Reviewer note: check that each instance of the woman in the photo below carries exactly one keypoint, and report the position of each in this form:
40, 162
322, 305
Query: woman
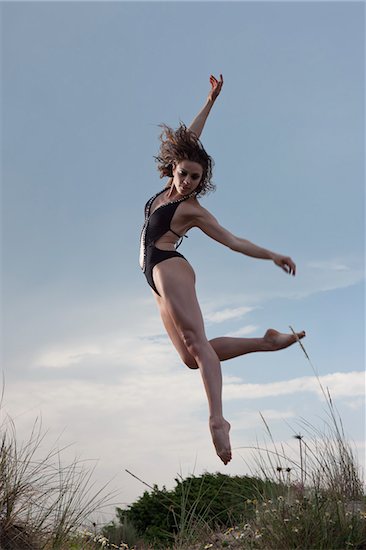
168, 216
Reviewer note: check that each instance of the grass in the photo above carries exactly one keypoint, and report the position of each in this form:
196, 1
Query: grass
314, 498
43, 502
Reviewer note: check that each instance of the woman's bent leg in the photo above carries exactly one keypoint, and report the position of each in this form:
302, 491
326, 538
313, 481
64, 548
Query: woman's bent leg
175, 280
227, 347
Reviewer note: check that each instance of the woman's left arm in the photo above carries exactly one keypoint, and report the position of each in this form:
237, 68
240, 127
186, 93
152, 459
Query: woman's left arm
198, 123
209, 225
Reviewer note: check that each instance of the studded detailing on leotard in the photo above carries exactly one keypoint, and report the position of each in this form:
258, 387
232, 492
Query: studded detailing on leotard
155, 226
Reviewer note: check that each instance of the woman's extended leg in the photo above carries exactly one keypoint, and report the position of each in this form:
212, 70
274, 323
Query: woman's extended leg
175, 281
227, 347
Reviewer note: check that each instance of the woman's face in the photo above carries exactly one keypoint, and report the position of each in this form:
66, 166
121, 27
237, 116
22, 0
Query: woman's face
187, 176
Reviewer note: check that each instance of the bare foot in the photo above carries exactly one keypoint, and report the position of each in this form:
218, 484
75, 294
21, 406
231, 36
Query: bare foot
277, 340
220, 436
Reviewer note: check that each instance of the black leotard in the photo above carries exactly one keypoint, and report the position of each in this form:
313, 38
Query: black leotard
155, 226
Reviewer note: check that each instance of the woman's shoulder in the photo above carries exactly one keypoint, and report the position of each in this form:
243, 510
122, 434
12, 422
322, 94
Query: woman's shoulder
193, 208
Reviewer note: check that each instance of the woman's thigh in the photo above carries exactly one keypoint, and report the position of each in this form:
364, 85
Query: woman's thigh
175, 280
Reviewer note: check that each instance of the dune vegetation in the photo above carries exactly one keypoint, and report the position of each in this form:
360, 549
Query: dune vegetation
314, 499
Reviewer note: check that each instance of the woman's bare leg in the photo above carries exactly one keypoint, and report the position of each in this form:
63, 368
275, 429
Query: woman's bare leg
175, 281
227, 347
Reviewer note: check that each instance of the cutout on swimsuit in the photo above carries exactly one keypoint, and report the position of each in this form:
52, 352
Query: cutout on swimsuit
155, 226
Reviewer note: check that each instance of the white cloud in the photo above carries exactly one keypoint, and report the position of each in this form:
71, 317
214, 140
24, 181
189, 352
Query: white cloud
328, 265
244, 331
227, 314
340, 384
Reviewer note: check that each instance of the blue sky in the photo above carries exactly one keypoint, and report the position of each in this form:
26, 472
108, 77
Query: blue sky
85, 86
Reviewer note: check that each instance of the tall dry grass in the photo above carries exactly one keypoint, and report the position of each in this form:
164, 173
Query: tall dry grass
43, 501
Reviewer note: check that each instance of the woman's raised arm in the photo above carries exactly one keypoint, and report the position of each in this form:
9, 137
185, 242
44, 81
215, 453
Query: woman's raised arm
199, 122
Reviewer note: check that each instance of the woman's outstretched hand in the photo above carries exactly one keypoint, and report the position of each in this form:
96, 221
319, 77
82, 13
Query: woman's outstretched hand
216, 86
285, 263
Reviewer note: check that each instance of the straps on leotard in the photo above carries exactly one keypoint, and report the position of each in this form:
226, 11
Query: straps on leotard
180, 237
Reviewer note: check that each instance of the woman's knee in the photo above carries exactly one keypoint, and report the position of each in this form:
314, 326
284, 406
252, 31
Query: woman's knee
193, 344
189, 361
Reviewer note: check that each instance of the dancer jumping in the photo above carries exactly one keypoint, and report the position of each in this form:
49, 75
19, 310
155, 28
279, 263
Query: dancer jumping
168, 216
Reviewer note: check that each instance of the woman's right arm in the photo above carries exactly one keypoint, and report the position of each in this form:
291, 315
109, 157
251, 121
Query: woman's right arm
198, 123
209, 225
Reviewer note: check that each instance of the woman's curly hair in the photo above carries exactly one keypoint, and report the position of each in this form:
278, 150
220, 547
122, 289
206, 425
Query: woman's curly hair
183, 144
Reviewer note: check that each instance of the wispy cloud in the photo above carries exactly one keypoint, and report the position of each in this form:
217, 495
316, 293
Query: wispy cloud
227, 314
329, 265
244, 331
340, 384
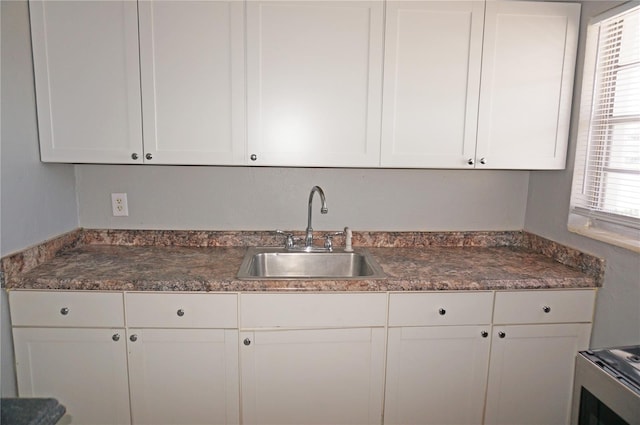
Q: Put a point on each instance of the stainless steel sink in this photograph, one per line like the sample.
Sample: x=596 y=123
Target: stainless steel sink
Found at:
x=277 y=263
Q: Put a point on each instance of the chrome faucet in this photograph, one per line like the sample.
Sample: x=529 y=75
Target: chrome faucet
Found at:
x=308 y=240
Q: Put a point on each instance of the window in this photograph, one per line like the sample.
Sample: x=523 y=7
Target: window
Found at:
x=605 y=200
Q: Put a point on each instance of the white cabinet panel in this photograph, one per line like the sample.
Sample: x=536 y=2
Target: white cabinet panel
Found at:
x=431 y=83
x=573 y=306
x=66 y=309
x=175 y=310
x=436 y=375
x=312 y=376
x=87 y=77
x=192 y=69
x=184 y=376
x=440 y=309
x=527 y=83
x=531 y=373
x=313 y=83
x=85 y=369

───

■ **WORK TO DO**: Please reproduce all the records above, renaming "Reviewer note" to "Annotator note" wherever it occurs and changing nothing else. Omit the pictures.

■ **EXERCISE OUTPUT**:
Annotator note: check that each instance of the woman in the photo below carries exactly one keypoint, and report the position of each in this form:
40, 162
322, 305
Query: woman
168, 216
Annotator note: check that each instance of the grass in the photo above carries exactly one keypoint, and report the position of each in this form:
196, 1
Query: grass
314, 498
43, 502
Annotator note: check that each instance of the woman's bent leg in the photo above carries exactly one keypoint, and report the position of each in this form:
302, 491
326, 538
313, 481
64, 548
Query: woman's bent leg
175, 280
227, 347
Annotator note: check that each instance of the woman's left arm in the photo above carries exactly one keypoint, and report the position of each in this form:
237, 68
240, 127
186, 93
152, 459
Query: woman's left arm
198, 123
209, 225
Annotator note: check that each instance of the studded detailing on leotard in the photo above carries exactly one keypoint, and report the position of each in this form:
258, 387
232, 492
Query: studded detailing on leotard
155, 226
Annotator note: check that each instance of the woman's extended leg in the photo above carries exactly one keypoint, and report the position of each in this form:
212, 70
274, 323
Query: woman's extended leg
175, 281
227, 347
Annotator note: check that each instance of the woman's face in the photo above carries exactly one keypoint, and report the position of each in this form:
66, 166
121, 27
237, 116
22, 0
Query: woman's face
187, 176
Annotator note: check that each instance of the bare foot in the photo above carries exactly one keypoint, and report the position of each in this form:
218, 484
75, 294
21, 406
231, 36
Query: bare foot
277, 340
220, 436
Annotator note: check that each instance of the black leotard in the photo above carries exactly one keypoint, and report the position of each in this form:
313, 38
Query: black leotard
155, 226
Annotator note: check that each instance of the woman's shoulder in the photo above carries exactly one keypoint, and report the position of each in this form:
243, 510
122, 434
12, 422
322, 94
Query: woman's shoulder
193, 208
Annotator note: check that each instance of the woman's thigh in the photo above carries exactly one keypoint, and report the position of each in this form:
364, 85
Query: woman's thigh
175, 280
Annotator note: check that each instance of the dune vegetation in the photo above carries exactly one keypoint, and report the position of each in this form:
360, 549
Query: dune vegetation
314, 499
Annotator note: check that each instance of the woman's bare leg in the photo above carries exactly one keypoint, and report the position of each in this form:
63, 368
275, 429
Query: woman's bare leg
175, 281
227, 347
Annotator note: check that each instance of the cutout on swimsuit in the photo above carries exactly one keypoint, and report the position of each in this form:
52, 352
Query: cutout on swimsuit
155, 226
Annotator note: check that each instance of the white cloud in the photo above carries exactly one keypoint, and report the position of each in this form:
71, 317
214, 140
24, 181
189, 352
Query: white cloud
328, 265
244, 331
227, 314
340, 384
Annotator note: check that each instance of the blue sky in the photo above carries exactly one keypoint, and report the position of each in this form:
26, 472
108, 77
Query: blue sky
85, 86
Annotator note: check that each instance of the tall dry grass in the photo above carries exactly one keypoint, and report the position of each in this form:
164, 173
Query: tall dry grass
43, 501
Annotator note: check that each instance of the woman's raised arm in the photo above carries exactly one keypoint, and report the position of each in this form:
9, 137
185, 242
44, 81
215, 453
Query: woman's raised arm
199, 122
Annotator note: check that each instance of the woman's outstretched hand in the photo above carries exactly one keypoint, and report the position of each in this form:
96, 221
319, 77
82, 13
Query: woman's outstretched hand
216, 86
285, 263
Annotator note: check that each instance of the straps on leotard in the photo above carries exactly one keypoint, and report the position of each in this form:
226, 11
Query: straps on leotard
180, 237
Annotator note: check that each instance of the woman's knee in the photo above carries exactly one keypoint, and report the position of each in this form:
314, 326
284, 406
252, 31
Query: woman's knee
193, 344
189, 361
Annotator note: check that each instance of the dancer jumping in the photo above carries exactly one keypoint, and report the position of each in this form:
49, 75
19, 310
155, 28
279, 263
Query: dancer jumping
168, 216
Annotator note: check that each instance of the woman's right arm in the photo above carries exactly one keypoint, and report the position of each in this form:
291, 315
109, 157
251, 121
Query: woman's right arm
198, 123
209, 225
Annotator note: check that each instance of the woman's curly hair in the photo above carries exactly one keypoint, and report the position of each in this form:
278, 150
220, 547
122, 289
206, 425
Query: woman's curly hair
183, 144
Annotator note: check that each instance of the wispy cloud in the photo above carries exactly one keypoint, and report the position of each in this form:
217, 495
316, 293
Query: wispy cloud
227, 314
329, 265
244, 331
340, 384
Q: Put a point on each instance of the stainless steel sink in this photograph, one per line like the sample.
Sample: x=596 y=123
Target: stainless steel sink
Found at:
x=277 y=263
Q: Put a point on each instance of the chrome faucet in this photograph, one per line like the sample.
Sample: x=529 y=75
Target: chrome faucet
Found at:
x=308 y=240
Q: Put a point on each instance of the window in this photograph, one per line like the sample.
Sample: x=523 y=7
Target: window
Found at:
x=605 y=200
Q: Put a point on each instance of the white cabinet panel in this photograph, one per line like the sample.
Sample: x=536 y=2
Target: white cabinet panel
Found at:
x=431 y=83
x=573 y=306
x=66 y=309
x=175 y=310
x=436 y=375
x=312 y=376
x=87 y=77
x=192 y=69
x=184 y=376
x=440 y=309
x=527 y=83
x=531 y=373
x=313 y=83
x=85 y=369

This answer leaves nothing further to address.